▶ _Stated problem_: Reproduce the lines starting at the one that contains "Reviewer note: every instance of the jacket" and ending after the one that contains "pixel 461 468".

===== The data =====

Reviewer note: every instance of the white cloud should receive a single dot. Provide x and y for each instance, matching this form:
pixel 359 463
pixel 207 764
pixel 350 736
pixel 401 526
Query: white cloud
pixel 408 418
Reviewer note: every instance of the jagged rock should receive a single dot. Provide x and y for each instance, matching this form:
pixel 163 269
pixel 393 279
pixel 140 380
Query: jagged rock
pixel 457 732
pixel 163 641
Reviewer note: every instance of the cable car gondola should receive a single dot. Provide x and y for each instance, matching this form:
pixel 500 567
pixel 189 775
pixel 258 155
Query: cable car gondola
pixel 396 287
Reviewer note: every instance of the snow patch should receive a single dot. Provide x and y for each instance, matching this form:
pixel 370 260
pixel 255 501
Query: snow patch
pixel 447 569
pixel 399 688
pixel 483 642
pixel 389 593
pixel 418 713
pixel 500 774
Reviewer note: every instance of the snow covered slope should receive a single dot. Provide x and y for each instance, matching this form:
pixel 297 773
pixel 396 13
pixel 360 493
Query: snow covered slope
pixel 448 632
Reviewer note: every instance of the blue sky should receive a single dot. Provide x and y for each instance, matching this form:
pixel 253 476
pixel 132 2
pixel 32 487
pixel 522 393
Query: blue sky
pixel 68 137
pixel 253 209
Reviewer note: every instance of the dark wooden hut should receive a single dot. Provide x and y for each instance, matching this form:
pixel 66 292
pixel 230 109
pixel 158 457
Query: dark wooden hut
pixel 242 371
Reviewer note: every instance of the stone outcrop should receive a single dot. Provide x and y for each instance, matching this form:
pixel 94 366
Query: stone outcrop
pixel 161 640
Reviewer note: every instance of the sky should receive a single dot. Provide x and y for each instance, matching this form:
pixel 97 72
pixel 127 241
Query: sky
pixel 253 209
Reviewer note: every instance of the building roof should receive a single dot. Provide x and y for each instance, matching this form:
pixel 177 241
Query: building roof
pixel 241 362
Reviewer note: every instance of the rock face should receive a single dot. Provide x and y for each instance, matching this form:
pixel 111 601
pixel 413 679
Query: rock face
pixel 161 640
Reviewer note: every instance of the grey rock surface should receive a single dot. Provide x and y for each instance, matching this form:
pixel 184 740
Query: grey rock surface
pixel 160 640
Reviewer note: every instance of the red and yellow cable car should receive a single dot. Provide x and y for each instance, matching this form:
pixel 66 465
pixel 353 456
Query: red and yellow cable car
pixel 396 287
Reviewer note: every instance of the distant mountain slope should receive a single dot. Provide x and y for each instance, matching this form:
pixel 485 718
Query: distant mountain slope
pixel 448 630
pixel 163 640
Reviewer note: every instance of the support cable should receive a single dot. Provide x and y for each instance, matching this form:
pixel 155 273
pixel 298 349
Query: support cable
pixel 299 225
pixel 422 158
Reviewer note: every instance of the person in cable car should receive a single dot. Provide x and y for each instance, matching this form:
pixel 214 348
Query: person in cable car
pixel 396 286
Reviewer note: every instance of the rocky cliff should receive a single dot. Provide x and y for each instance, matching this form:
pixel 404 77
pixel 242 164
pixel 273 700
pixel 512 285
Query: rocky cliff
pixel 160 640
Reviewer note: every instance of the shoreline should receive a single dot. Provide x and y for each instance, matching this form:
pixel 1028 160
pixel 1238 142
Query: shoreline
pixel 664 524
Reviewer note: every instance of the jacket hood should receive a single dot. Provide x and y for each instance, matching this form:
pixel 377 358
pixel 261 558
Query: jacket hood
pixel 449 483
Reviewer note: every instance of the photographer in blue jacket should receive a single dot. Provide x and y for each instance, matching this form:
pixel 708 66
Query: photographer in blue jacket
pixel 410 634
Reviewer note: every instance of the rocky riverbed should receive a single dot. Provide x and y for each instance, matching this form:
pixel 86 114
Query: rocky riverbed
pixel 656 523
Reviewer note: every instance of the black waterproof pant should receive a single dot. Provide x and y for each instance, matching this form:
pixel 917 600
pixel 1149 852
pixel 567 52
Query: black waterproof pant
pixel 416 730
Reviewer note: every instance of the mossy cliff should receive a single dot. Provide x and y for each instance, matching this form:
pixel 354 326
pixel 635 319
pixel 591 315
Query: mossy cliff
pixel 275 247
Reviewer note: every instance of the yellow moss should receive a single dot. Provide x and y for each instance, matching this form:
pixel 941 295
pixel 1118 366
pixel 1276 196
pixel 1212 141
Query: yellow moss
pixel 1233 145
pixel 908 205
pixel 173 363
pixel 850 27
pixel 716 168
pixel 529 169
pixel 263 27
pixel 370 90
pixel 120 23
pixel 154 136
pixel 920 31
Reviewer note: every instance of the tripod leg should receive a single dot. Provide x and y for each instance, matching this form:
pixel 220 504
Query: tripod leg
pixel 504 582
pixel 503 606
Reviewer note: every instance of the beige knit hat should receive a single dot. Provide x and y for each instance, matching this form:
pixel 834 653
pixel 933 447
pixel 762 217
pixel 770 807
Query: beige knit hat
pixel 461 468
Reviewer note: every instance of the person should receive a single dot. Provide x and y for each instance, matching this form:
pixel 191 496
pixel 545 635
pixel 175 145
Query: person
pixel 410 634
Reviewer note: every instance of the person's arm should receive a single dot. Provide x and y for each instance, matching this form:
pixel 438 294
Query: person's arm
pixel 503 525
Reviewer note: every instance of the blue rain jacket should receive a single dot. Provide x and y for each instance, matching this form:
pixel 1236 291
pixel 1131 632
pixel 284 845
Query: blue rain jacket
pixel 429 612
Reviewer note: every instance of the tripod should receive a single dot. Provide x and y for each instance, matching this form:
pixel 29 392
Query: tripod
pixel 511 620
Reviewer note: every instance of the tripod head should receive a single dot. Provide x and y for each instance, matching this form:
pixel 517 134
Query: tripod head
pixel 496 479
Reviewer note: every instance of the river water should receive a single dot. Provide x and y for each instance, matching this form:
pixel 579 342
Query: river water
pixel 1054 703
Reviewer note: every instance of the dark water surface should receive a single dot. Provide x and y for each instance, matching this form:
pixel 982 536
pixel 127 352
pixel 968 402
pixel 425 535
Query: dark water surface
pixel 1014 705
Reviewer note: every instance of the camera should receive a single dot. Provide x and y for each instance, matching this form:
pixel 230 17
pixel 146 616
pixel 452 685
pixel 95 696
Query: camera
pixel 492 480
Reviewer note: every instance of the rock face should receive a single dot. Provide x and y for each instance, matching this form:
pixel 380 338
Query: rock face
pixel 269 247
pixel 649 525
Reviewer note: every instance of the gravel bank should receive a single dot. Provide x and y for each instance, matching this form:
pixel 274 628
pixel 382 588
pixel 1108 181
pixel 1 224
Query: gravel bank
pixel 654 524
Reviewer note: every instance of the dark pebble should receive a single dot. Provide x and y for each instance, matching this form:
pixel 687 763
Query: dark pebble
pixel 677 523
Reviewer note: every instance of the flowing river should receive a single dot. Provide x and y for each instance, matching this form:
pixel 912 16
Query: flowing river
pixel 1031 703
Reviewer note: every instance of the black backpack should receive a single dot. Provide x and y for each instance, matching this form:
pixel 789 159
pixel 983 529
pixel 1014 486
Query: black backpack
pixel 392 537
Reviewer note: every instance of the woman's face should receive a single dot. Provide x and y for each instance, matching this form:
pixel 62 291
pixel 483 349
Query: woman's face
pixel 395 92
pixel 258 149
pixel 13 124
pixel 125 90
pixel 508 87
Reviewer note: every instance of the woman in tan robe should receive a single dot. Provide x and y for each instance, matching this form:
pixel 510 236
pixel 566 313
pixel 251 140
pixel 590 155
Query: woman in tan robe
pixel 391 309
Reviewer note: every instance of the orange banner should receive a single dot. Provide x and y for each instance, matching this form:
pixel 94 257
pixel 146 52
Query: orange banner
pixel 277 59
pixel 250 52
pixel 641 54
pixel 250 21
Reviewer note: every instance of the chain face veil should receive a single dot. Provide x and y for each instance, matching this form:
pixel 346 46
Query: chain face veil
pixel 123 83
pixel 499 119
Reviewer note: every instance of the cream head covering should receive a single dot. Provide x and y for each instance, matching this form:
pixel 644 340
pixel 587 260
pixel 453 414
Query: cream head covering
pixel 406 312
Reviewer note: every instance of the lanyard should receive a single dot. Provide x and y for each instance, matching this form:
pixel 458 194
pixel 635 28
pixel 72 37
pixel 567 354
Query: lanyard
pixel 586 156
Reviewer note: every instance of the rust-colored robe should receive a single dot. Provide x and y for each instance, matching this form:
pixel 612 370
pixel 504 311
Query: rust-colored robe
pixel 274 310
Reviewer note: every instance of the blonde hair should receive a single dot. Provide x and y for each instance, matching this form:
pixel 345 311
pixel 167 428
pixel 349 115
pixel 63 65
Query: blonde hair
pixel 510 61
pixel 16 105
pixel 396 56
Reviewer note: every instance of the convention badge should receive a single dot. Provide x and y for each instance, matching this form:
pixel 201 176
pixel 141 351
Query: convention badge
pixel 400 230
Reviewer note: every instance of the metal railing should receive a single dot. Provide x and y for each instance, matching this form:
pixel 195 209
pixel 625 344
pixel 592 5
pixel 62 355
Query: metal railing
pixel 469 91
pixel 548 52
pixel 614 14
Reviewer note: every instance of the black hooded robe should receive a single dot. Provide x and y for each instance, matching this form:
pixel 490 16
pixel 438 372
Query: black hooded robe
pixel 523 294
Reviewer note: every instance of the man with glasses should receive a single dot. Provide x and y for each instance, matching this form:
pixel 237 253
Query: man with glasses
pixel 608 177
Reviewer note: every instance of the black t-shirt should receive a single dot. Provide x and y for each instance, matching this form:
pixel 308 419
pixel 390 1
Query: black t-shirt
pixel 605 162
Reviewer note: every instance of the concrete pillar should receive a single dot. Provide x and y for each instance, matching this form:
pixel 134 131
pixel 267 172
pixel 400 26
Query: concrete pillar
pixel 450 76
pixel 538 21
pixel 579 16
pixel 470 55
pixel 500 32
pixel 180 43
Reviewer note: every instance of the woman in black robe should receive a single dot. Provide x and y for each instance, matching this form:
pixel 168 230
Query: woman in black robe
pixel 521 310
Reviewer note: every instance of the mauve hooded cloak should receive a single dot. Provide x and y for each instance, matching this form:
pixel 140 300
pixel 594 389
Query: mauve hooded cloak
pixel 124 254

=====

▶ _Written solution_:
Reviewer note: every instance of the jacket hood should receive a single dot. Provide x and y for each instance, matching this form:
pixel 377 358
pixel 261 558
Query: jacket hood
pixel 449 483
Reviewer note: every instance of the photographer in blue jacket should receive a single dot. Provide x and y for each instance, matching this form:
pixel 708 66
Query: photographer in blue jacket
pixel 410 634
Reviewer note: every instance of the rocky riverbed should receive a single dot. Provide x and y for each instance, matching this form:
pixel 86 114
Query: rocky riverbed
pixel 656 523
Reviewer note: every instance of the black waterproof pant should receive a single dot. Provide x and y for each instance, matching this form:
pixel 917 600
pixel 1149 852
pixel 567 52
Query: black waterproof pant
pixel 416 730
Reviewer note: every instance of the mossy cliff should receive a single dot. Provide x and y for each instance, matching this form:
pixel 354 326
pixel 635 319
pixel 591 315
Query: mossy cliff
pixel 275 247
Reviewer note: every instance of the yellow moss should receive a single dot. Provide x and y for each instance, matching this form:
pixel 941 295
pixel 1118 366
pixel 1276 196
pixel 1212 141
Query: yellow moss
pixel 1233 145
pixel 908 205
pixel 173 363
pixel 850 27
pixel 716 168
pixel 529 169
pixel 263 27
pixel 370 90
pixel 120 23
pixel 154 136
pixel 920 31
Reviewer note: every instance of the tripod leg should receive a single dot. Provide x and y for each instance, matching this form:
pixel 220 504
Query: tripod leg
pixel 504 582
pixel 503 606
Reviewer note: every instance of the beige knit hat should receive a single dot. Provide x and y for each instance, matching this form:
pixel 834 653
pixel 933 447
pixel 762 217
pixel 770 807
Query: beige knit hat
pixel 461 468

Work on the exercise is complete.